:: Geciteerde tekst ::

Op 18 september gaat in het NTGent Vergeten Straat van Louis Paul Boon in Belgische première. Eerder oogstte regisseur Johan Simons er grote bijval mee op de Ruhr Triënnale in Bochum. ‘Je kunt in het theater niet alleen maar vragen stellen over de samenleving. Soms moet je ook trachten een antwoord te geven.’

“Je vergeet één ding,” zei Hugo Claus me indertijd toen ik zijn weergaloze stuk Vrijdag regisseerde, “de Vlamingen zijn eigenlijk de Sicilianen van Europa. Jij als Hollander kunt dat niet echt voelen. Ik mis het in jouw interpretatie. Het is heel mooi gedaan, je maakt de liefde positief, krachtig, maar daar had wat mij betreft wat meer hardheid en gemeenheid in mogen zitten, omdat Vlamingen, net als Sicilianen, plotseling een mes in je rug kunnen steken.”

‘Ik ben afkomstig uit een boerengat’, zegt Johan Simons, artistiek directeur van het NTGent. ‘Boeken had ik nauwelijks gelezen. Ik had een heel beperkte blik op de wereld. Dat heb ik snel ontdekt, tijdens mijn toneelopleiding. Toen ben ik aan een inhaalrace begonnen. Daardoor ga je een ontzettende liefde voor het woord ontwikkelen. Het is veel sneller dan het beeld en maakt bij mij de meeste gevoelens los.’

Nadat u als jong regisseur een aantal Griekse tragedies had gebracht, hebt u zich op de zogenaamde ‘Boerenstukken’ gestort. Waarom?

JOHAN SIMONS: Omdat het mijn verhouding is ten opzichte van de natuur. Ik ben opgevoed met de kunde om dieren uit hun lijden te helpen. Als ik een vogel op straat zie liggen die op sterven na dood is, dan ben ik in staat om hem de nek om te draaien of de kop in te slaan. Mijn kinderen kunnen dat al niet meer. Dat vind ik een achteruitgang. Een verzwakking van onze cultuur. Aanwijsbaar. Ook bij die Boerenstukken vind ik het sterven belangrijk. In onze maatschappij, zeker in de steden, wordt het sterven weggestopt. In vroegere eeuwen was het veel meer aanwezig. Op ditzelfde moment sterven er mensen in Gent, maar je merkt er niets van. En dat is iets wat je in een dorp wel echt voelt.

Na de Boerenstukken volgde de bewerking van romans, zoals De speler van Fjodor Dostojewski. Een merkwaardige sprong.

SIMONS: De keuze van De speler kwam voort uit mijn obsessie voor gokken. Ik kom uit een gokkersfamilie. Mijn vader deugde niet echt. Niet met vrouwen, niet met drank, en hij was verslaafd aan gokken. Paardenrennen. Het gevolg was dat hij een paar keer failliet is gegaan. Dostojewski lezen is, zoals ik tegen mijn kinderen heb gezegd, inzicht krijgen in het menselijk handelen. Daar kan Freud of wie dan ook niet tegen op.

:::
:: Aangeleverde records ::

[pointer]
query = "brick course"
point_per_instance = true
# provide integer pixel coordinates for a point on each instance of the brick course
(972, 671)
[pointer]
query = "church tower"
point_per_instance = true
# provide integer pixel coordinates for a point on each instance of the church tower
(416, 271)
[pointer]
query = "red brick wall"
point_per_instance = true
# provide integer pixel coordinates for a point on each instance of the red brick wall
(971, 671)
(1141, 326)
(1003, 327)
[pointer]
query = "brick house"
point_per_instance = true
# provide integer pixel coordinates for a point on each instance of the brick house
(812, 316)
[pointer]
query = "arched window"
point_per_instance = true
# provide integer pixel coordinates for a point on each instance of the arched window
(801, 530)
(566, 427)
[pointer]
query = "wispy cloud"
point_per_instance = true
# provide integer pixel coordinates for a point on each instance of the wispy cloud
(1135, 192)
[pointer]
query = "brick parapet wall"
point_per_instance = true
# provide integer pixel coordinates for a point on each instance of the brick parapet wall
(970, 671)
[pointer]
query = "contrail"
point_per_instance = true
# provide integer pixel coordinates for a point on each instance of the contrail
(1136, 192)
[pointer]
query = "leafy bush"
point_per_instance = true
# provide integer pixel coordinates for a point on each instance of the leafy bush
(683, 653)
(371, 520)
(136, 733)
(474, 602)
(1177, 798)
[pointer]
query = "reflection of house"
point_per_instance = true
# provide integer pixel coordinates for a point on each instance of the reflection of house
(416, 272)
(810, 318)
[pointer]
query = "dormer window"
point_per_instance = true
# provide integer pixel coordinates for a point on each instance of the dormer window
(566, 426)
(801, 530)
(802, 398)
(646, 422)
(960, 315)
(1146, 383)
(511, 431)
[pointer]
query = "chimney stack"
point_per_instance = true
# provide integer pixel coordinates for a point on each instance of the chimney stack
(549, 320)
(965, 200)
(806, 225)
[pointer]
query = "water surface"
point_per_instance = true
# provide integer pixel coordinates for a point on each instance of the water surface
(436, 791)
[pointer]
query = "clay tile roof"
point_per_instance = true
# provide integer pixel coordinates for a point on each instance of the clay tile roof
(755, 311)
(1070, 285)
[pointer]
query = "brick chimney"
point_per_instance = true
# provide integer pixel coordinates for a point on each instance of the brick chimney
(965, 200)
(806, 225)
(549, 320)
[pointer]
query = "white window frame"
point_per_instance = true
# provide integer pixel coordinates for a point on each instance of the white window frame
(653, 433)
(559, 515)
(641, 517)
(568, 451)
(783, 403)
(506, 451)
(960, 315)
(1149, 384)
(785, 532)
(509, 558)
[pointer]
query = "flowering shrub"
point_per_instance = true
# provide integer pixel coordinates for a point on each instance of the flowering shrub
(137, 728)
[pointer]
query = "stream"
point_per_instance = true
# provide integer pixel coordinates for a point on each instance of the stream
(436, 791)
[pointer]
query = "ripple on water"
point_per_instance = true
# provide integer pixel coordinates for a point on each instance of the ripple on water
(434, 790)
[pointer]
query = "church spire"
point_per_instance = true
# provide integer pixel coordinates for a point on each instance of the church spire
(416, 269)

:::
:: Aangeleverde records ::

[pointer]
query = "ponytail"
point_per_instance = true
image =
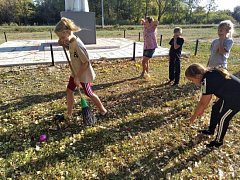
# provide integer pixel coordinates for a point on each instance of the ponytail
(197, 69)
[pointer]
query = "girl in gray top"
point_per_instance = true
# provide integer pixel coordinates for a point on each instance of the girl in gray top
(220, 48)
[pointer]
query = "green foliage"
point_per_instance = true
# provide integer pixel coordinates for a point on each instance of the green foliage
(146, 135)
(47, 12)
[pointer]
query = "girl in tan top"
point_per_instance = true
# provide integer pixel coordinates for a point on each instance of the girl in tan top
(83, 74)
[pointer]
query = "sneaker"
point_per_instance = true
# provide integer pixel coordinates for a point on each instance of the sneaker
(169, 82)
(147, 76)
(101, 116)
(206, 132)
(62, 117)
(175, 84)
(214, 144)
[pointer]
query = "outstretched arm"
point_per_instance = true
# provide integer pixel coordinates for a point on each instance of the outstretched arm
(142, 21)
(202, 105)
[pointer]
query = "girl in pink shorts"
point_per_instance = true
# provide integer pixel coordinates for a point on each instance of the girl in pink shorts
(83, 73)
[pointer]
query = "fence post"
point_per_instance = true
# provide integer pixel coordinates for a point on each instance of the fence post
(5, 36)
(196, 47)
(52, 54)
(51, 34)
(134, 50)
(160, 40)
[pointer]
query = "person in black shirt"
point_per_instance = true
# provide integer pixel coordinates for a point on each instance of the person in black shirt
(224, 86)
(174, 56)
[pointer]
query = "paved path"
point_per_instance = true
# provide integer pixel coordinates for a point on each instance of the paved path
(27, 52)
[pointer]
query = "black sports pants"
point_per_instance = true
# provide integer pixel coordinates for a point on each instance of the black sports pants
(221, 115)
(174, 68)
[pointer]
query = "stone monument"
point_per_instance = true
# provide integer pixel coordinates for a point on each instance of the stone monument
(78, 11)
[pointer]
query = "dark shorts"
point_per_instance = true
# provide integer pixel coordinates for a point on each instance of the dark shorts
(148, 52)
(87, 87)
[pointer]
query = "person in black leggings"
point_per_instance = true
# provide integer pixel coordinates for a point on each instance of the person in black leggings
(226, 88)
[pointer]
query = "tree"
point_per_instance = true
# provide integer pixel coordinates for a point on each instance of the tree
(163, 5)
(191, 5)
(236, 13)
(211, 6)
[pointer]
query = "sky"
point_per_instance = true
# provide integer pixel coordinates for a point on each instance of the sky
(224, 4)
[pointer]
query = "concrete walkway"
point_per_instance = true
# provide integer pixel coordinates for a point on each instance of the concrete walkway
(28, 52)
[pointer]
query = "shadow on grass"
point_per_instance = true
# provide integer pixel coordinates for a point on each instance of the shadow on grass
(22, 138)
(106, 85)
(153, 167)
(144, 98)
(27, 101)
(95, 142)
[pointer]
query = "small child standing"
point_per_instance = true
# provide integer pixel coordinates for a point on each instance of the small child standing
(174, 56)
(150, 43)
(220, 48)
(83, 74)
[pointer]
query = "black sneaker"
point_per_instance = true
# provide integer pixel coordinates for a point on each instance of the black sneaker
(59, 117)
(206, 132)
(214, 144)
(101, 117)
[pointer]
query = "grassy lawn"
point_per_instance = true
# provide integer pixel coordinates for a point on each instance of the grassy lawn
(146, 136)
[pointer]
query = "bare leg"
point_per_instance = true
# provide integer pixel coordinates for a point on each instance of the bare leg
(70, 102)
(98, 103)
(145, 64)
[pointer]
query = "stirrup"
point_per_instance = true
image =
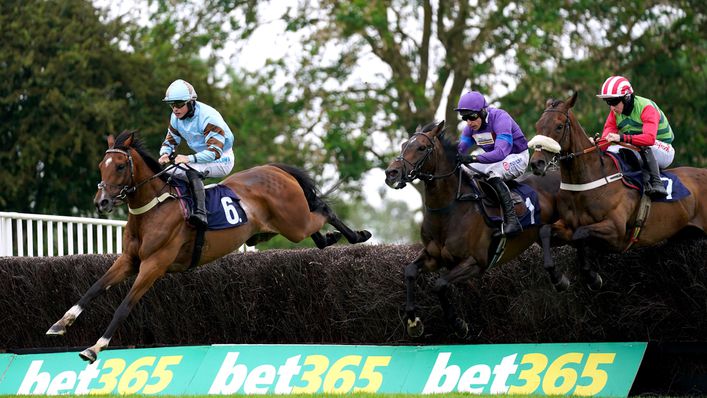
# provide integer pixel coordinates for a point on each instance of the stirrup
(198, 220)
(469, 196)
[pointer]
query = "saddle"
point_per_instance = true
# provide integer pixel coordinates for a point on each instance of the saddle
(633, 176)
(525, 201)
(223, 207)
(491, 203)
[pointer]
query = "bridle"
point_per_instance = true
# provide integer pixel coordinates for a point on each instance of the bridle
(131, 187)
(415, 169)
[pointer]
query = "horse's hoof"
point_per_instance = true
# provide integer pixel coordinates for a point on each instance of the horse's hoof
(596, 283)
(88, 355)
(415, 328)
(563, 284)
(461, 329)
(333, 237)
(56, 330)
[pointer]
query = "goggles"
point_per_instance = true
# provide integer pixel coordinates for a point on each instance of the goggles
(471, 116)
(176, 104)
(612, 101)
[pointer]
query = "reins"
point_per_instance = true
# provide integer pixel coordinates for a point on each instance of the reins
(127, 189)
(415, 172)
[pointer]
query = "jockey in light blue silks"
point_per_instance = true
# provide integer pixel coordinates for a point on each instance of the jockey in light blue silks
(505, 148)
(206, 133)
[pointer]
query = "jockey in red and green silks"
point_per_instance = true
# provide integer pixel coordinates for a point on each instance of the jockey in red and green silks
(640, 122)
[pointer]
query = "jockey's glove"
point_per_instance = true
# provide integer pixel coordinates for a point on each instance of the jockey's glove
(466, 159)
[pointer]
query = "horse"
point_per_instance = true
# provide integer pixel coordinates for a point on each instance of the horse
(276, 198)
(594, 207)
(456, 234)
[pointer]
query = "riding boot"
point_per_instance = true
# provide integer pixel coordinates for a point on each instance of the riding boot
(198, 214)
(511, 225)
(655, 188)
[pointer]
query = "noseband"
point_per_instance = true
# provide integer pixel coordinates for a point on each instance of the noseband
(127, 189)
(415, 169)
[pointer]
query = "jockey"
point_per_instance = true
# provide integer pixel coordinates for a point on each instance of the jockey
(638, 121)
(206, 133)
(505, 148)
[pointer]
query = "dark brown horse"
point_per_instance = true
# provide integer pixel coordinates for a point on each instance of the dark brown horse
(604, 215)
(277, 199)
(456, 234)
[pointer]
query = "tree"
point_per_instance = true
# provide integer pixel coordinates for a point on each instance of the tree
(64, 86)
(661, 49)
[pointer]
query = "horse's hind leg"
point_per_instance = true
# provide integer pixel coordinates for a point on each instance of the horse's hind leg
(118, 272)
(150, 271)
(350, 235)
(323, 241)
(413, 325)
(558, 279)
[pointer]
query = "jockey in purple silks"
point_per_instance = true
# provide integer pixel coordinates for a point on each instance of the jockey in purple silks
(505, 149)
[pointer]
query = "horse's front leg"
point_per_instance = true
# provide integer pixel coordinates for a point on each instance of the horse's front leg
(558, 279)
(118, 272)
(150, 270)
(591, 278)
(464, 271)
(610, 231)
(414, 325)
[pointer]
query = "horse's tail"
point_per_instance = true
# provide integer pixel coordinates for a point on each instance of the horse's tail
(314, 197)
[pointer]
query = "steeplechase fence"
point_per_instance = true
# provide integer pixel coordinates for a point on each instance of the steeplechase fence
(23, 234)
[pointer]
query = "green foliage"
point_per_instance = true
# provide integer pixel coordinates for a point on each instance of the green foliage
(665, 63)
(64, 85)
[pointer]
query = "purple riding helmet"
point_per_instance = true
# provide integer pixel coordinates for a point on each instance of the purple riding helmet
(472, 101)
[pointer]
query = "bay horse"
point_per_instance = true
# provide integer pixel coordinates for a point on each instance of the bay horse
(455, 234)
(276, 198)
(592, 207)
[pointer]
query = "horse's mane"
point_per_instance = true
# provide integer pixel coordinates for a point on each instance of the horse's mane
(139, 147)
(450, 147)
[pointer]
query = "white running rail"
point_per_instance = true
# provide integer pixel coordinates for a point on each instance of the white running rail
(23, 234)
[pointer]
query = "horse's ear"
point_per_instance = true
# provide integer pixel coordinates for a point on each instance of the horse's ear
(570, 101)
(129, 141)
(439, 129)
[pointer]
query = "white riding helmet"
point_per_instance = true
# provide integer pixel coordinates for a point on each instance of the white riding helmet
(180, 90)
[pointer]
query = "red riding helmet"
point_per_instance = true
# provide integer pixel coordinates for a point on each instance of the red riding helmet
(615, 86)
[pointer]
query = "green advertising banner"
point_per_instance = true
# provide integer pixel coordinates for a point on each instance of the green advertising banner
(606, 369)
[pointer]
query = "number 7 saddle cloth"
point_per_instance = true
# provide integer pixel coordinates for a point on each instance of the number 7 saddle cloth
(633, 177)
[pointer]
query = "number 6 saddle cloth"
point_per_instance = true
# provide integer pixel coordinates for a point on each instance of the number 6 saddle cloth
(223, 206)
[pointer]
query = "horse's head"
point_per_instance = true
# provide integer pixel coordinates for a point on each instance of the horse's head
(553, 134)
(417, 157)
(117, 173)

:::

Gevraagde opdracht ▸ Vat het interview met Johan Simons samen in twee zinnen. De records spelen hierbij geen enkele rol.

Verwacht antwoord ▸ Regisseur Johan Simons brengt Vergeten Straat van Louis Paul Boon op 18 september in Belgische première in het NTGent, nadat hij er op de Ruhr Triënnale in Bochum al grote bijval mee oogstte. Hij vertelt dat hij uit een boerengat komt en na een inhaalrace tijdens zijn toneelopleiding een grote liefde voor het woord kreeg, dat hij de Boerenstukken koos omdat het om zijn verhouding tot de natuur gaat en hij daarin het sterven belangrijk vindt, en dat zijn keuze voor De speler van Dostojewski voortkwam uit zijn obsessie voor gokken, omdat hij uit een gokkersfamilie komt.